* _EXERCISE DIRECTIONS_: Retype the complete listing exactly as it appears.

* _MATERIAL SUPPLIED_:
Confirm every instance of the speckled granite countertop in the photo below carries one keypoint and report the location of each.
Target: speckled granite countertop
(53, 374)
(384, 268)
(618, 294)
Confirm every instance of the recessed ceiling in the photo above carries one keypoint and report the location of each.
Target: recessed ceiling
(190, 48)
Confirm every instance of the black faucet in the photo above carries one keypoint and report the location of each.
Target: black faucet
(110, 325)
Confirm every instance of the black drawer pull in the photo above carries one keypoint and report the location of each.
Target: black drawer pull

* _ANSWER SECTION_:
Confirm every instance of the speckled granite countertop in the photo below carries one keypoint and report the location of each.
Target: speckled granite countertop
(53, 374)
(384, 268)
(618, 294)
Confirm every instance of the recessed ceiling in the photo above carries one keypoint and report the location of each.
Target: recessed ceiling
(190, 48)
Confirm every instance of the black faucet in the photo above carries one keypoint and report the location of each.
Target: black faucet
(110, 325)
Confirm every instance of the black drawer pull in the photo above carries one keypoint and report the location of each.
Target: black drawer pull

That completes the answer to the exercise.